EXERCISE INSTRUCTIONS: Return each line of the records below as a JSON list of strings, one string per line, skipping blank lines. Leave the pictures out of the list.

* * * *

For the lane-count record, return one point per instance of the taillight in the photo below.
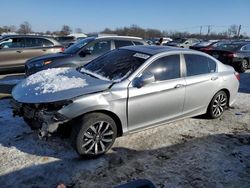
(237, 75)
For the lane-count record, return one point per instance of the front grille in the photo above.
(16, 106)
(28, 112)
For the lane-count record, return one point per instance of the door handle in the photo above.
(214, 78)
(179, 86)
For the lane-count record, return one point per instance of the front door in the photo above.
(161, 100)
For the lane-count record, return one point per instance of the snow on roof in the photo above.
(54, 80)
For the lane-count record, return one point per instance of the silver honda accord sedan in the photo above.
(122, 91)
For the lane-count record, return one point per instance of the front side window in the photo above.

* * * *

SOLVED EXERCISE:
[
  "For the lane-count record, return one point per instance of the taillight in the photo below.",
  "(237, 75)",
  "For the lane-count record, return one point per instance of the front grille in the photo above.",
  "(16, 106)",
  "(28, 112)",
  "For the lane-count record, return one point per instance of the door handle in the photo above.",
  "(214, 78)",
  "(179, 86)",
  "For the lane-count record, return one point per instance of the front door in the photo above.",
  "(161, 100)",
  "For the lane-count record, return one point per instance of the snow on roof in the photo above.",
  "(54, 80)",
  "For the lane-count record, return one point per instance of the silver honda accord sedan in the photo above.",
  "(122, 91)",
  "For the lane-count record, return one point per instance of the front side window in the photo above."
]